▶ [Ensemble des tâches]:
1. Répondez à ces questions d'après l'article sur l'alcée :
(a) Sous quel nom le chevalier Von Linné désigne-t-il la plante ?
(b) En combien de parties la fleur est-elle découpée ?
(c) De quelle couleur sont les semences à maturité ?
2. Veuillez indiquer si chacune de ces affirmations concorde avec l'article sur l'alcée, par oui ou par non, en citant les mots décisifs du texte :
(a) Le calice de la fleur est simple.
(b) Les graines ont la forme d'un rein.
(c) Tournefort range la plante dans la première section de la sixième classe.

Cours d’agriculture (Rozier)/ALCÉE

Hôtel Serpente (Tome premierp. 392-393).


ALCÉE. M. Tournefort place cette plante dans la section sixième de la première classe qui comprend les fleurs d’une seule pièce en forme de cloche, dans laquelle les filets des étamines, réunis par le bas en forme de cylindre, forment un tuyau au travers duquel s’élève le pistil, qui devient un fruit à plusieurs loges ; & il désigne cette plante par cette phrase botanique : Alcea vulgaris major, flore ex rubro roseo. M. le chevalier Von Linné la classe dans la monadelphie polyandrie, & l’appelle malva alcea.

Fleur, d’une seule pièce en forme de cloche, découpée profondément en cinq parties ; le calice est double, & la fleur d’un rouge tirant sur le rose.

Fruit ; plusieurs capsules rondes, réunies par articulation, semblables à un bouton enveloppé du calice intérieur de la fleur, renfermant des graines en forme de rein ; les capsules membraneuses, placées tout autour du même axe sur un plan horizontal, à côté les unes des autres : ces semences sont velues, & noires dans leur maturité.

▶ [Entrées répertoriées]:
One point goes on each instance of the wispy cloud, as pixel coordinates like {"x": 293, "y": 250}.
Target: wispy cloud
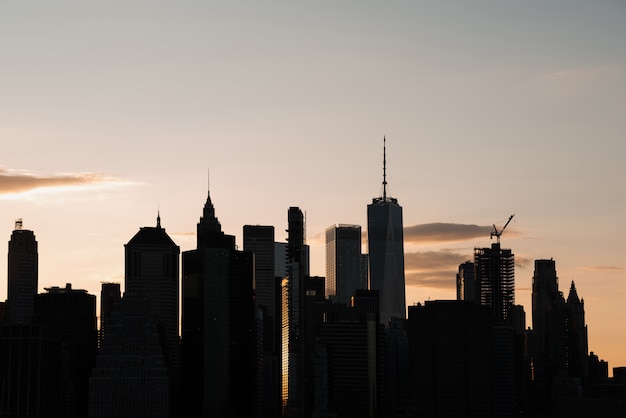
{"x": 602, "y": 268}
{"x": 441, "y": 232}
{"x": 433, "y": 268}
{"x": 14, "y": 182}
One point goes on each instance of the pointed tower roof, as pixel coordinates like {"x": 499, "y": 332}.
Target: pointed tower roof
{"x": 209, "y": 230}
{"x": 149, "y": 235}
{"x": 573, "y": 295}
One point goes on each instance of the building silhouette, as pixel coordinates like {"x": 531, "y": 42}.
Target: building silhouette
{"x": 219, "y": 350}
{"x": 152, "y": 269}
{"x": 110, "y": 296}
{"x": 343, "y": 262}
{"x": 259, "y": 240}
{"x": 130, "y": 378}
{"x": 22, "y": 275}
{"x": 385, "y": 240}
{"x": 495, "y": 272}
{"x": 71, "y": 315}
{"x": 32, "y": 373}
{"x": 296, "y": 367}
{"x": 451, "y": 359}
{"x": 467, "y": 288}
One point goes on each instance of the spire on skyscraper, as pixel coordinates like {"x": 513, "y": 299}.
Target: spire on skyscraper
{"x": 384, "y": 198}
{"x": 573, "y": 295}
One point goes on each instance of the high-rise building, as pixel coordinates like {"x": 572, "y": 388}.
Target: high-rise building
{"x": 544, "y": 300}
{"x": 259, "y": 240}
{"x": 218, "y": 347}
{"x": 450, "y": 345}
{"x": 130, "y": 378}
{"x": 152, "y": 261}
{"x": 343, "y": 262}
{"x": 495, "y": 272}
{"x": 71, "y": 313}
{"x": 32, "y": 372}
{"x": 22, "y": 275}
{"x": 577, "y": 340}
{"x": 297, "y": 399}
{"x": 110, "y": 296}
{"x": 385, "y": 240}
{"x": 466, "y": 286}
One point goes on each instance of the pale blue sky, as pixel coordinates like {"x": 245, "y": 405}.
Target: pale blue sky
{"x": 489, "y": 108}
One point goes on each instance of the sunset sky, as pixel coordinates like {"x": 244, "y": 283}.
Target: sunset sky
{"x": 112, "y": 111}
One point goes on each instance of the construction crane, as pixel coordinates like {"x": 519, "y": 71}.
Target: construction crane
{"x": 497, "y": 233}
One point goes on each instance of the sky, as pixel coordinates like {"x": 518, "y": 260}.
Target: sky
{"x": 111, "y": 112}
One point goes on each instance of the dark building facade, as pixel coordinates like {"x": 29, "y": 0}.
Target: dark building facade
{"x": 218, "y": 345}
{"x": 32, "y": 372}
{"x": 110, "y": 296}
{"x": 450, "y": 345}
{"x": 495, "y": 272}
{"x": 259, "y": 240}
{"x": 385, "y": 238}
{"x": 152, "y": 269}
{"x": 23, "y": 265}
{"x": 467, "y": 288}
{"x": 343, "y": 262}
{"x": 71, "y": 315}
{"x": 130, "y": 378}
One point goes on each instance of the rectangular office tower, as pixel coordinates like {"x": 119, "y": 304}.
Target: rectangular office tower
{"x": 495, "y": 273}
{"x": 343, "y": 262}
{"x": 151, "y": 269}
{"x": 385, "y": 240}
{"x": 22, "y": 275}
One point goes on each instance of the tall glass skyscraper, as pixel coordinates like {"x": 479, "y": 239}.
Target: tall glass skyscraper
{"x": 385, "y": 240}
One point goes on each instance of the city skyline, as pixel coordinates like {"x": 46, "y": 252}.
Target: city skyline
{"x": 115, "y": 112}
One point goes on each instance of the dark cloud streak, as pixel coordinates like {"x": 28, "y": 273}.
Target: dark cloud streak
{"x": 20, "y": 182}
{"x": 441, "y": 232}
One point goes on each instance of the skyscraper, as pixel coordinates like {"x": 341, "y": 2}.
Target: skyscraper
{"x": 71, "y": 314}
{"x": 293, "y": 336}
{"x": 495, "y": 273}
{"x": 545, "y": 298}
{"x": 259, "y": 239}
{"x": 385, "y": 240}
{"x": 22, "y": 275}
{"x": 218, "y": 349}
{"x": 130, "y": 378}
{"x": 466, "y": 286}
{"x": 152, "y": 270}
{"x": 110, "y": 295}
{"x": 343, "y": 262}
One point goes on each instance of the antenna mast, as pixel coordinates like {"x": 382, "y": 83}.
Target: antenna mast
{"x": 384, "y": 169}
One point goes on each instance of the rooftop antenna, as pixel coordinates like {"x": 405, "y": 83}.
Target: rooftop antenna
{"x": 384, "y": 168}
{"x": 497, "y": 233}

* * *

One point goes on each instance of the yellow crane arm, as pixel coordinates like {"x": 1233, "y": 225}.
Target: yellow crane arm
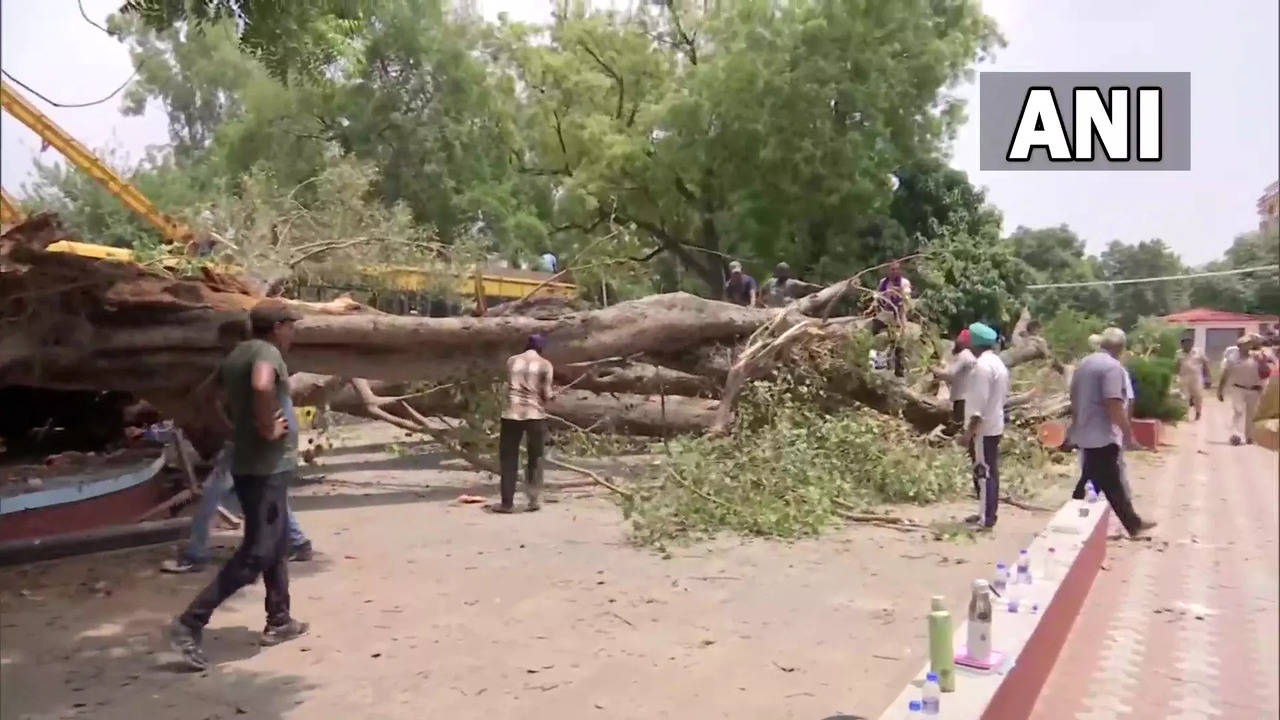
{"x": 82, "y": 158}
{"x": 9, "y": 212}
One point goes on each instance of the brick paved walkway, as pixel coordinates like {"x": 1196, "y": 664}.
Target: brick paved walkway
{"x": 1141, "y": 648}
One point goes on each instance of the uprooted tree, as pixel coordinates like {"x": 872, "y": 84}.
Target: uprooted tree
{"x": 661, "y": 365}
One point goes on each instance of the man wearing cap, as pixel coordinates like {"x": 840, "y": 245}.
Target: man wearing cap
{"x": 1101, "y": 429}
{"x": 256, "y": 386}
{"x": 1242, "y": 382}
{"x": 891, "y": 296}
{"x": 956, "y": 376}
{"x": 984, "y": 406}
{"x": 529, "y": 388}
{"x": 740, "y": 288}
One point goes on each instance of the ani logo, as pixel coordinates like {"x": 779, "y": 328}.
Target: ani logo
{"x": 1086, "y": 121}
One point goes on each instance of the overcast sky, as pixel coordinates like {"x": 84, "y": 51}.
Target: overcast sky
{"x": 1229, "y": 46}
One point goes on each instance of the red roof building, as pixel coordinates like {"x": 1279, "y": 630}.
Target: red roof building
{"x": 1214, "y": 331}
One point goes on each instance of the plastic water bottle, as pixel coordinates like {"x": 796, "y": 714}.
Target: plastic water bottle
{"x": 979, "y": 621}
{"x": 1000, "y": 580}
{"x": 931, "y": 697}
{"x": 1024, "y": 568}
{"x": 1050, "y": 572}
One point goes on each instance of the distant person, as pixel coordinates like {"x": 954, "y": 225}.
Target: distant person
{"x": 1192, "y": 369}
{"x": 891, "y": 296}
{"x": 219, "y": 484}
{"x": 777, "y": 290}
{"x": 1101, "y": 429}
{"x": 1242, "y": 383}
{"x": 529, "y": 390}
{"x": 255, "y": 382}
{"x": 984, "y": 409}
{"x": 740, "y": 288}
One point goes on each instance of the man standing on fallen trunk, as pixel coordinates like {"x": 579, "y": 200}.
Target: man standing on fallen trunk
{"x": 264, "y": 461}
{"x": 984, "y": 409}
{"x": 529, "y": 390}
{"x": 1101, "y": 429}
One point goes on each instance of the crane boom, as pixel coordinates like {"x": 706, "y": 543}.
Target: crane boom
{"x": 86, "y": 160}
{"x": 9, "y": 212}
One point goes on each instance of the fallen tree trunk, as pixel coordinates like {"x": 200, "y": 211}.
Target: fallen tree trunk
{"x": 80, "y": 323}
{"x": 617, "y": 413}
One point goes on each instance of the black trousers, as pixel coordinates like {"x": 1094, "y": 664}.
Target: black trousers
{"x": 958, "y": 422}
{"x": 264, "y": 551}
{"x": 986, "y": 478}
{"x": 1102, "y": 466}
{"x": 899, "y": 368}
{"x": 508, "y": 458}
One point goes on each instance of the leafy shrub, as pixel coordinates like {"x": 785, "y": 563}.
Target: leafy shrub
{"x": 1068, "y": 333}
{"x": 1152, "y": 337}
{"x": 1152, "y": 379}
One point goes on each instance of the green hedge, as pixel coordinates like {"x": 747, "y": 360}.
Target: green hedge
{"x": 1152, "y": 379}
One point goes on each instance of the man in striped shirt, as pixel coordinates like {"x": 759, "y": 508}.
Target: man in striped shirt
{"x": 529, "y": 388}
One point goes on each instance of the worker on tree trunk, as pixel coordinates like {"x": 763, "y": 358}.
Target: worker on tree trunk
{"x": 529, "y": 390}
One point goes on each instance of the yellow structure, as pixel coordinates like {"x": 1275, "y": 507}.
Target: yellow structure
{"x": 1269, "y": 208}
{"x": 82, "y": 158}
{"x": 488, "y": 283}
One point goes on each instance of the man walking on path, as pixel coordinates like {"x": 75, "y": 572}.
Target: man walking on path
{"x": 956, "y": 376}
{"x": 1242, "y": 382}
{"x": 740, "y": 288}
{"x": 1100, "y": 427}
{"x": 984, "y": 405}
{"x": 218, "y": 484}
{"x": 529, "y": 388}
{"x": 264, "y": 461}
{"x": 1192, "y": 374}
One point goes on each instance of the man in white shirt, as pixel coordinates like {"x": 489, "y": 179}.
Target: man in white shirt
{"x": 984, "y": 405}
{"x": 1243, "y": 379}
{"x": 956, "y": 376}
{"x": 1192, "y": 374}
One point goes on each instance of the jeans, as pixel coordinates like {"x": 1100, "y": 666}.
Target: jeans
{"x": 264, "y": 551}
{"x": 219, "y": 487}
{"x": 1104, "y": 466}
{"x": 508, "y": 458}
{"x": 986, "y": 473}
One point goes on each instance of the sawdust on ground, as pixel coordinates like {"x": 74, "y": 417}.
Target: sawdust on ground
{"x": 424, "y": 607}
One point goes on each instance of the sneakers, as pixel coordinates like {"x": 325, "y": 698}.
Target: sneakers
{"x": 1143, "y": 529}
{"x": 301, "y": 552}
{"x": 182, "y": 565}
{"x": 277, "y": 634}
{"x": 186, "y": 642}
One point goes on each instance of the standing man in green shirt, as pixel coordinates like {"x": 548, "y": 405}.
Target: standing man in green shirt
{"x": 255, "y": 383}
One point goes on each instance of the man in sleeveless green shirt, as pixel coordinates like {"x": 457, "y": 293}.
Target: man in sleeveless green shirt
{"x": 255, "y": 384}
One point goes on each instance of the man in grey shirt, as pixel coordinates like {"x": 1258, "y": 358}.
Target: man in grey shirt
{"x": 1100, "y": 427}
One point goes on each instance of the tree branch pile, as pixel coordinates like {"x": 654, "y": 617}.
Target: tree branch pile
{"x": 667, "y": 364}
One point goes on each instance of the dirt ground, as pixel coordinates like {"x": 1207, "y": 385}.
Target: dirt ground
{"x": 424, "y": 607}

▶ [Résultats des tâches]:
1.
(a) Malva alcea.
(b) En cinq parties.
(c) Noires.

2.
(a) Non : « le calice est double ».
(b) Oui : « renfermant des graines en forme de rein ».
(c) Non : « dans la section sixième de la première classe ».